***** Data in this exercise
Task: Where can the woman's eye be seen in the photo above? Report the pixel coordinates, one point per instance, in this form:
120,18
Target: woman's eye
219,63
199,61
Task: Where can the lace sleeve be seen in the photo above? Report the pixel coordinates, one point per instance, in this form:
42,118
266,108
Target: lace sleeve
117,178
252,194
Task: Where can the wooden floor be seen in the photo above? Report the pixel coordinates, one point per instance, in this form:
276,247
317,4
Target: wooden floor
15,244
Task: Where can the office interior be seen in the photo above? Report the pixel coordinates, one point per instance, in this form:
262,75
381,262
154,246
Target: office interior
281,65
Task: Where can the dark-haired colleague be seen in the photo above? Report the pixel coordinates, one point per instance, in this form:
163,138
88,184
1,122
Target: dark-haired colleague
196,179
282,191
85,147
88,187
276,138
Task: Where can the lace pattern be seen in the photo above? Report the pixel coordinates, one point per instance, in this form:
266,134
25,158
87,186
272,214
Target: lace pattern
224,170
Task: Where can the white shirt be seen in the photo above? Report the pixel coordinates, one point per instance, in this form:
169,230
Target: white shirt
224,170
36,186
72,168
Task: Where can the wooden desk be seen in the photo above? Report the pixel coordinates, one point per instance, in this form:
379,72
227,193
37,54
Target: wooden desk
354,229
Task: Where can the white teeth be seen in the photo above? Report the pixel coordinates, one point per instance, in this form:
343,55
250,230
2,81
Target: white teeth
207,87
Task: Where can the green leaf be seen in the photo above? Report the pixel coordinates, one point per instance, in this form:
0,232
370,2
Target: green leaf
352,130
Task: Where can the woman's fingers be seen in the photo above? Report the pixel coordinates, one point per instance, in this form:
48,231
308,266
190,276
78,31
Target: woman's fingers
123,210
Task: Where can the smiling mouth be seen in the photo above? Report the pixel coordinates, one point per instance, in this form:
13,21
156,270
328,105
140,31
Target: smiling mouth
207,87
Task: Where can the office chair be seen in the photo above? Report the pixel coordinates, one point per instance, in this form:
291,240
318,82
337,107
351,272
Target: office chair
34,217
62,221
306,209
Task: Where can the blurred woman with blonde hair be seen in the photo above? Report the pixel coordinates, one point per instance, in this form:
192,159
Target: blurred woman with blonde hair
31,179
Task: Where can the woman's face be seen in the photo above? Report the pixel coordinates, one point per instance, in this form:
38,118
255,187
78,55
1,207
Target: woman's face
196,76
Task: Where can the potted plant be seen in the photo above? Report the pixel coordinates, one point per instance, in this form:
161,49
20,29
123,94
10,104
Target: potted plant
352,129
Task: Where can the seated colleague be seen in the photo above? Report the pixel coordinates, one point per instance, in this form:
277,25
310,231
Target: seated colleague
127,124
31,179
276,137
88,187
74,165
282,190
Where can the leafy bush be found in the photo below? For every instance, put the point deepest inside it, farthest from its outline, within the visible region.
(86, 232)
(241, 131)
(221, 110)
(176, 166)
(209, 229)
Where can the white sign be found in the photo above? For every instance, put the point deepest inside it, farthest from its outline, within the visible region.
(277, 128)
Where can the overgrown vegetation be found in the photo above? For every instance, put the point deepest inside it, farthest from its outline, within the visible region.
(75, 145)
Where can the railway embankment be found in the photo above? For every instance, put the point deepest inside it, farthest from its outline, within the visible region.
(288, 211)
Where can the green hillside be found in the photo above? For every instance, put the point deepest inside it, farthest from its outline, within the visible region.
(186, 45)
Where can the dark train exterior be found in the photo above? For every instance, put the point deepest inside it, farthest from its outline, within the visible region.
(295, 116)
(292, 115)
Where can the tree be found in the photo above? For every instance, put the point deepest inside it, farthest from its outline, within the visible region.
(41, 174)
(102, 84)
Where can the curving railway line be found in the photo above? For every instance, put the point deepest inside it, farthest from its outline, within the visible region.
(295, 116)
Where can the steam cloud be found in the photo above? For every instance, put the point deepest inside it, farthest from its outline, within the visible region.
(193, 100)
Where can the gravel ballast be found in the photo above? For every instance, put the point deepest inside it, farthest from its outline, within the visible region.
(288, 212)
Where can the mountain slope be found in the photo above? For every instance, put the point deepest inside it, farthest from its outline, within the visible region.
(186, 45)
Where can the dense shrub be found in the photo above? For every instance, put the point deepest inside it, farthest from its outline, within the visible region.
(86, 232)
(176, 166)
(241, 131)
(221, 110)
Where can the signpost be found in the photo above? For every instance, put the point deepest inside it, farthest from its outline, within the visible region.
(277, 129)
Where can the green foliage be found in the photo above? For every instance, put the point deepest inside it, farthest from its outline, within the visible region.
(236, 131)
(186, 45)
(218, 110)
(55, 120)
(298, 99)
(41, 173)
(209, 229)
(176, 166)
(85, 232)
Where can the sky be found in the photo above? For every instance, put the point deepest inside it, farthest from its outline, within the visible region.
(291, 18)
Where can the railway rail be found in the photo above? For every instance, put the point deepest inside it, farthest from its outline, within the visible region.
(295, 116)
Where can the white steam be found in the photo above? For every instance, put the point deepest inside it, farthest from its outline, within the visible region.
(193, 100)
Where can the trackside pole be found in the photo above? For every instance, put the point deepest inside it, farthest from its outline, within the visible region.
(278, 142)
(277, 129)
**********
▶ The task
Output each entry precisely as given.

▶ Full response
Task: Where can the woman's eye be seen in the photo above? Report the pixel coordinates, one point per instance, in this form:
120,18
Target: woman's eye
219,63
199,61
Task: Where can the lace sleeve be seen in the photo above? Report the pixel coordinates, one point per instance, in this form:
42,118
266,108
Target: lace sleeve
117,178
252,194
Task: Where can the wooden floor be seen in the photo above? Report the pixel coordinates, one point per instance, in this form:
276,247
317,4
Target: wooden floor
15,244
Task: Where can the office interior be seen in the photo above? Report the pixel coordinates, one point per instance, in this form:
262,75
381,262
154,246
Target: office interior
281,65
Task: Where can the dark-haired colleague be seen in the photo above? Report the pixel coordinates, one point per instance, in this form:
163,138
88,184
1,122
Target: dark-haired colleague
196,179
282,191
85,147
88,187
276,138
Task: Where can the lace pattern be seen in the photo above? Report the pixel coordinates, one point per instance, in this form:
266,134
25,158
87,186
272,214
Target: lace pattern
224,170
Task: Where can the white shirt be seen in the photo above? Report the pixel coordinates, one point per instance, in this form:
169,230
Target: white shirt
224,170
36,186
72,168
Task: Where can the wooden desk be seen in the photo above? Report the pixel coordinates, one point per instance, in this form:
379,72
227,193
37,54
Target: wooden desk
354,229
Task: Where can the white teeth be seen in the photo above? Report the pixel coordinates, one point per instance, in this form:
343,55
250,230
2,81
Target: white teeth
207,87
Task: Where can the green leaf be seen in the photo above? Report the pixel coordinates, one point per instance, in this form:
0,232
370,2
Target: green leaf
352,130
Task: Where can the woman's fingers be seen in the photo above? Report the pixel coordinates, one point per instance, in this form:
48,231
308,266
190,276
78,31
Target: woman's fingers
123,210
Task: Where can the smiling mouth be seen in the photo above? Report the pixel coordinates, one point per instance, in this form:
13,21
156,270
328,105
140,31
Target: smiling mouth
207,87
Task: Where can the office chair be seen in the photo above? Report the pixel coordinates, one point per instance, in this form:
291,240
318,82
337,107
351,272
Target: office chair
34,217
62,221
306,209
Task: Where can the blurred woman with blonde hair be seen in the photo above? Report the pixel coordinates, one point per instance, in this form:
192,159
Target: blurred woman with blonde hair
31,179
Task: Where can the woman's face be seen in the photo above? Report the pixel coordinates, one point per instance, in this form:
38,118
255,187
78,55
1,207
Target: woman's face
196,76
Task: Where can the potted plant be seen in the photo above? Report the pixel coordinates, one point per instance, in this form:
161,49
20,29
123,94
10,104
Target: potted plant
352,129
Task: Where can the seated colleague be seen in the photo above? Report the pixel coordinates, one point per instance, in this form:
277,25
310,231
Target: seated colleague
127,124
31,179
276,137
88,187
74,165
282,190
Where can the leafy bush be found in the photo below? For every instance, put the point deepest inside it, farthest from its outline, within the visible region.
(86, 232)
(241, 131)
(221, 110)
(176, 166)
(209, 229)
Where can the white sign be found in the photo above? For every instance, put the point deepest inside it, farthest from its outline, within the visible region.
(277, 128)
Where can the overgrown vegetation be found in the photo above? For every instance, put the point deepest inside it, farthest from its outline, within the visible region.
(75, 145)
Where can the railway embankment be found in the photo above? For every instance, put the point deepest inside it, farthest from its outline, within the visible region.
(288, 211)
Where can the green hillside be found in the photo above? For every instance, put the point deepest inside it, farthest from its outline, within the visible region.
(186, 45)
Where can the dark train exterior be found in the photo above? For every instance, put the point deepest inside it, farthest from its outline, within the visible region.
(295, 116)
(292, 115)
Where can the tree be found in the photo above? For every instance, put the point deepest inside it, farthest from its outline, within the visible region.
(41, 174)
(102, 84)
Where can the curving railway line be found in the photo above? For every instance, put the point deepest inside it, farthest from its outline, within the visible region.
(295, 116)
Where can the steam cloud be found in the photo above? For every instance, put the point deepest inside it, farthest from its outline, within the visible region.
(193, 100)
Where can the gravel ballast be found in the photo above? For every instance, put the point deepest inside it, farthest from its outline, within the visible region.
(288, 212)
Where can the mountain slope be found in the photo above? For every instance, put the point deepest inside it, farthest from its outline, within the visible region.
(186, 45)
Where can the dense shrub be found in the photo above? For every instance, put the point deepest inside it, farthest from its outline, within the visible region.
(86, 232)
(176, 166)
(241, 131)
(221, 110)
Where can the signpost be found in the photo above? For every instance, put the point deepest inside it, farthest from its outline, within the visible region.
(277, 129)
Where can the green foliage be found in the photo above? For every instance, put the point deepest inside it, farthest from its outline, within the visible region.
(236, 131)
(186, 45)
(218, 110)
(55, 120)
(298, 99)
(41, 173)
(209, 229)
(176, 166)
(85, 232)
Where can the sky be found in the photo above? For every instance, put the point deepest inside it, farthest from its outline, within the visible region.
(291, 18)
Where can the railway rail be found in the photo above? For every instance, put the point deepest inside it, farthest from its outline, within the visible region.
(295, 116)
Where can the white steam be found in the photo above? For every instance, put the point deepest inside it, farthest from its outline, within the visible region.
(193, 100)
Where can the trackside pole be found in the photo above? For every instance, put the point deepest inside it, farthest from its outline, within the visible region.
(278, 142)
(277, 129)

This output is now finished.